## Jobs
- 1) List the three post titles that appear as headings in the blog text about Barney and the porcelain work.
- 2) Convert the part of the records that opens with the line containing "GET /detect?query=teeth" and runs through the end of the records into a JSON list of strings, one string per line, with blank lines left out.

··· Text block

My brother said I created a masterpiece.  I can not live up to those words, but I can say I found one on the number 3 train of the New York City subway in the year 2000.  My dog Barney died in Kyoto, Japan yesterday.  He was my friend, my studio assistant, and my soul.  Image #1 is Barney sleeping after summiting Mount Algonquin in the Adirondacks of New York State in 2009. Image #2 is Barney charging after a full snow in the East Village dog run of New York City.  Image #3 is Barney under the cherry blossoms in half-bloom in Kyoto, Japan in 2012.  Image #4 is Barney the day I found him in late August of 2000. Consequently, the same week in 2000 a man found a human baby on the New York City subway platform.  Now that baby is 12 years old and in good care.  The same judge who expedited the adoption of that baby, also married into law the man who found that baby, to the man he loves, in New York State, once the law allowed it.  If there is one thing Barney represents, it is love.  Thank you for everything Barney.  I love you.

3-12-13 1

3-12-13 3

3-12-13 2

3-12-13 4

The Front Line

Last week highlighted some kiln disasters. This post illustrates two large kyushu porcelain works made this week (25 and 27 inches in height) drying, waiting for surface design, and then firing. Without the momentum of a good firing, you can see the fear in the eyes of these pieces. Oh, wait, perhaps the fear is in my eyes. I forgot they are just inanimate objects. Exhibition date, 12 days and counting...


An Elephant Falls

Opening a kiln is a gut-wrenching experience for me.  This past Saturday was a humbling day.  A kiln loaded with three, 24-inch works, equated to a meltdown.  I trimmed the vessels too thin toward the foot, such that they could not survive the heat.  (At peak temperature, the porcelain gets soft like 'taffy', where by all structural deficiencies are revealed.)  Upon seeing what happened in this kiln, the image of a fallen elephant came to mind.  These where large, majestic works, with many hours put into each one.  (It doesn't help things that my exhibition is 3 weeks away.)  I return back to the wheel, ready to make adjustments from what I learned. The image below shows one of the collapsed porcelain pieces on it's side.


A Gathering

This week I have been fitting lids to these small covered pieces I threw about 6 weeks ago.  As a size reference, each work fits in the palm of your hand. Next steps will be applying strategically placed porcelain inlay and possibly gold.  What pieces make it through the final firing will be part of the upcoming exhibition in March.  These containers can be used for just about anything or nothing at all.  I love seeing them in a gathering such as this.

······
··· Material for this exercise

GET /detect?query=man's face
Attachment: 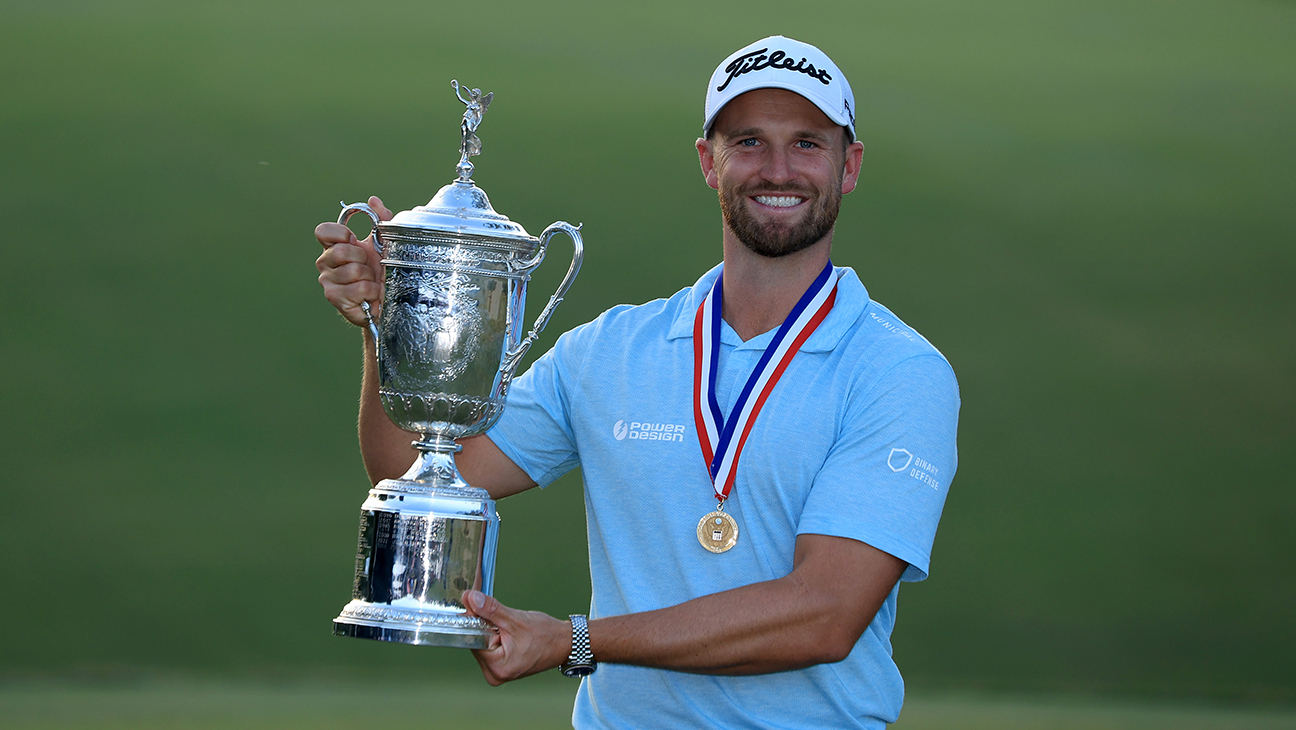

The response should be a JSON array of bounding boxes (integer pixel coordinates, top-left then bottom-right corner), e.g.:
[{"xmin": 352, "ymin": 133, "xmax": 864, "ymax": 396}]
[{"xmin": 699, "ymin": 88, "xmax": 863, "ymax": 258}]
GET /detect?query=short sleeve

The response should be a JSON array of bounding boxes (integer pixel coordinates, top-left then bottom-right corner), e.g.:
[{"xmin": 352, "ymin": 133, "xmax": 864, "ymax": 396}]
[
  {"xmin": 486, "ymin": 328, "xmax": 583, "ymax": 488},
  {"xmin": 797, "ymin": 354, "xmax": 959, "ymax": 581}
]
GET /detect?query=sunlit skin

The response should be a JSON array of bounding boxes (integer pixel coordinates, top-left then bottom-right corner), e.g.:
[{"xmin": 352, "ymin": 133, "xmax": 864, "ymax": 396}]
[
  {"xmin": 315, "ymin": 89, "xmax": 905, "ymax": 685},
  {"xmin": 696, "ymin": 88, "xmax": 864, "ymax": 340}
]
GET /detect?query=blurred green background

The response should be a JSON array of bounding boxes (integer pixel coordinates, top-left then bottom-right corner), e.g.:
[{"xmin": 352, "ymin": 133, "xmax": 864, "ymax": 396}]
[{"xmin": 0, "ymin": 0, "xmax": 1296, "ymax": 720}]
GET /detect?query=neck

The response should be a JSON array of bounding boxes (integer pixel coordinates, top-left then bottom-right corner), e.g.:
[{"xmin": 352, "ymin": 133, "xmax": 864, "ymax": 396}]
[{"xmin": 722, "ymin": 227, "xmax": 832, "ymax": 341}]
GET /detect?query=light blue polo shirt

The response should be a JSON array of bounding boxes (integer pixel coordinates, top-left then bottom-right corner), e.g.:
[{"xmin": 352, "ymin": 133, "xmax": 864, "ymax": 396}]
[{"xmin": 489, "ymin": 266, "xmax": 959, "ymax": 729}]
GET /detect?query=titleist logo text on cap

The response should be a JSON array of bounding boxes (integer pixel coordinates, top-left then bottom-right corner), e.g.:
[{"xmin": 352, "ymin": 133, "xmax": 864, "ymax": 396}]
[{"xmin": 715, "ymin": 48, "xmax": 832, "ymax": 91}]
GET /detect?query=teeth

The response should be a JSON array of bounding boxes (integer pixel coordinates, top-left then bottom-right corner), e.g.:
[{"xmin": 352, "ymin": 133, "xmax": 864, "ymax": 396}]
[{"xmin": 756, "ymin": 196, "xmax": 802, "ymax": 207}]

······

## Answers per task
- 1)
The Front Line
An Elephant Falls
A Gathering

- 2)
[
  "GET /detect?query=teeth",
  "The response should be a JSON array of bounding boxes (integer pixel coordinates, top-left then bottom-right corner), e.g.:",
  "[{\"xmin\": 352, \"ymin\": 133, \"xmax\": 864, \"ymax\": 396}]",
  "[{\"xmin\": 756, \"ymin\": 196, \"xmax\": 802, \"ymax\": 207}]"
]